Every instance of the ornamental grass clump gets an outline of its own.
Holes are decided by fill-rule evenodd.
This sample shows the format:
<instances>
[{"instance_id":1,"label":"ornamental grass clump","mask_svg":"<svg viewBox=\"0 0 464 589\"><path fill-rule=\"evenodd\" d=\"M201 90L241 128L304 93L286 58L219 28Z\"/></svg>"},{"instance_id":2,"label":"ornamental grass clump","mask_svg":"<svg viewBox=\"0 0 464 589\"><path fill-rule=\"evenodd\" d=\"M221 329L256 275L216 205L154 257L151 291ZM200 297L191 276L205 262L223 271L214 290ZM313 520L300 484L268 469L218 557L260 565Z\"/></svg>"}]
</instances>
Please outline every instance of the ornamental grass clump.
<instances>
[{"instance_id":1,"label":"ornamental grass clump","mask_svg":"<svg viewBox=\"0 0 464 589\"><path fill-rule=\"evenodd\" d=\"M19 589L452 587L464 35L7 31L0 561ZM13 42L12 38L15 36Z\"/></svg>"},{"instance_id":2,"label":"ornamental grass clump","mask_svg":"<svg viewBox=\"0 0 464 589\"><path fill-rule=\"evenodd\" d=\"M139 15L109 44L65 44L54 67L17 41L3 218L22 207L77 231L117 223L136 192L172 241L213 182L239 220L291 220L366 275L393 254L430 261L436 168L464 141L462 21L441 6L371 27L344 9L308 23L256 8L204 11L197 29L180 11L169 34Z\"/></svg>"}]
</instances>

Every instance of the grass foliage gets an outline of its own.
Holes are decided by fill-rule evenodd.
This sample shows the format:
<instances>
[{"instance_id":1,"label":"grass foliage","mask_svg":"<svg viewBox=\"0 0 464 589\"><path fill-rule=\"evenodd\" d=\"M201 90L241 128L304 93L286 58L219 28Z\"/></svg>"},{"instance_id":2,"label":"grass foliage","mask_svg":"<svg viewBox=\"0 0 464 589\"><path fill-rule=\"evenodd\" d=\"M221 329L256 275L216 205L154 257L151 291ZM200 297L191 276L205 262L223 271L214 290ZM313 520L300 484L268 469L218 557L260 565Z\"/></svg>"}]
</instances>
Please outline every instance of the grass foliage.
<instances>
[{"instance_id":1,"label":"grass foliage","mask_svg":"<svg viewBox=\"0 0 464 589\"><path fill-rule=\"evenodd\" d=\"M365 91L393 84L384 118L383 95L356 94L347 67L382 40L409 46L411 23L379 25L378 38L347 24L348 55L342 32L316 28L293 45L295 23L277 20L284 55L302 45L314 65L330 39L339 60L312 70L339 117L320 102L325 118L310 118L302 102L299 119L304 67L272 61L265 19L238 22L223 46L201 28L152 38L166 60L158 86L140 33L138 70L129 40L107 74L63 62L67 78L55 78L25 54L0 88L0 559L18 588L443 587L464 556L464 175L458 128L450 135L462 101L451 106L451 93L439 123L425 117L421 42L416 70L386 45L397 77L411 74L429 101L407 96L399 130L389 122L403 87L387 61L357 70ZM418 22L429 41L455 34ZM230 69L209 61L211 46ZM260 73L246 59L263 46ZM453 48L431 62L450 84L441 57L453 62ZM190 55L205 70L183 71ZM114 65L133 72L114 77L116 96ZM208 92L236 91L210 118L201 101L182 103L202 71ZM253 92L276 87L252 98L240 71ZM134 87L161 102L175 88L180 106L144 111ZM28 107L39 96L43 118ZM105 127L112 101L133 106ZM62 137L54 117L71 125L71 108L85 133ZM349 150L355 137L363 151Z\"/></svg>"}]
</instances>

══════

### [Requirement]
Return the entries above exactly, each one complete.

### [Solution]
Every instance of the ornamental grass clump gets an outline of its own.
Holes are decided by fill-rule evenodd.
This sample shows the format:
<instances>
[{"instance_id":1,"label":"ornamental grass clump","mask_svg":"<svg viewBox=\"0 0 464 589\"><path fill-rule=\"evenodd\" d=\"M201 90L241 128L304 93L286 58L219 28Z\"/></svg>"},{"instance_id":2,"label":"ornamental grass clump","mask_svg":"<svg viewBox=\"0 0 464 589\"><path fill-rule=\"evenodd\" d=\"M221 329L256 275L216 205L154 257L151 291ZM200 297L191 276L205 262L223 271L214 290ZM313 520L300 484L268 469L218 557L260 565Z\"/></svg>"}]
</instances>
Please outline every instance of the ornamental grass clump.
<instances>
[{"instance_id":1,"label":"ornamental grass clump","mask_svg":"<svg viewBox=\"0 0 464 589\"><path fill-rule=\"evenodd\" d=\"M19 589L452 587L464 35L7 31L0 561ZM13 42L12 38L15 36Z\"/></svg>"},{"instance_id":2,"label":"ornamental grass clump","mask_svg":"<svg viewBox=\"0 0 464 589\"><path fill-rule=\"evenodd\" d=\"M139 15L109 44L65 44L54 67L17 41L3 218L22 207L77 231L117 223L136 192L172 241L213 182L239 220L291 220L366 275L393 254L430 261L436 168L464 141L462 21L441 6L371 27L344 9L308 23L256 8L204 11L197 29L180 11L169 34Z\"/></svg>"}]
</instances>

Every instance of the grass foliage gets an outline of its own.
Holes are decided by fill-rule evenodd.
This sample shows the format:
<instances>
[{"instance_id":1,"label":"grass foliage","mask_svg":"<svg viewBox=\"0 0 464 589\"><path fill-rule=\"evenodd\" d=\"M201 90L241 128L304 93L286 58L219 28Z\"/></svg>"},{"instance_id":2,"label":"grass foliage","mask_svg":"<svg viewBox=\"0 0 464 589\"><path fill-rule=\"evenodd\" d=\"M221 329L256 275L216 205L154 257L151 291ZM200 297L191 276L205 262L223 271L214 290ZM313 520L300 484L268 469L218 557L260 565Z\"/></svg>"}]
</instances>
Please outline every instance of the grass foliage.
<instances>
[{"instance_id":1,"label":"grass foliage","mask_svg":"<svg viewBox=\"0 0 464 589\"><path fill-rule=\"evenodd\" d=\"M365 91L393 84L384 118L383 95L356 94L347 67L382 40L409 46L411 23L379 25L378 38L347 24L348 55L342 32L316 28L293 45L295 23L277 20L284 55L302 45L314 65L330 39L339 60L312 70L339 117L320 102L325 118L310 118L302 102L299 119L304 67L272 61L265 19L238 22L223 46L201 28L152 38L166 60L158 86L140 33L138 70L129 40L107 74L63 62L67 78L55 78L25 54L0 88L0 559L18 588L443 587L464 556L464 175L458 128L450 135L462 101L451 106L451 93L439 123L425 117L421 42L416 70L386 45L397 77L411 74L429 101L407 96L399 130L389 122L403 87L387 61L357 70ZM418 22L429 41L455 34ZM230 69L209 61L211 46ZM260 73L246 59L263 46ZM453 48L431 62L450 84L441 57L453 62ZM190 55L205 70L183 71ZM114 65L133 72L114 77L116 96ZM208 92L236 91L210 118L201 101L182 103L202 71ZM253 92L276 87L252 98L240 71ZM134 87L161 102L175 88L180 106L144 111ZM28 107L39 96L43 118ZM105 127L112 101L133 106ZM62 137L54 117L71 125L71 108L85 133ZM349 150L355 137L363 151Z\"/></svg>"}]
</instances>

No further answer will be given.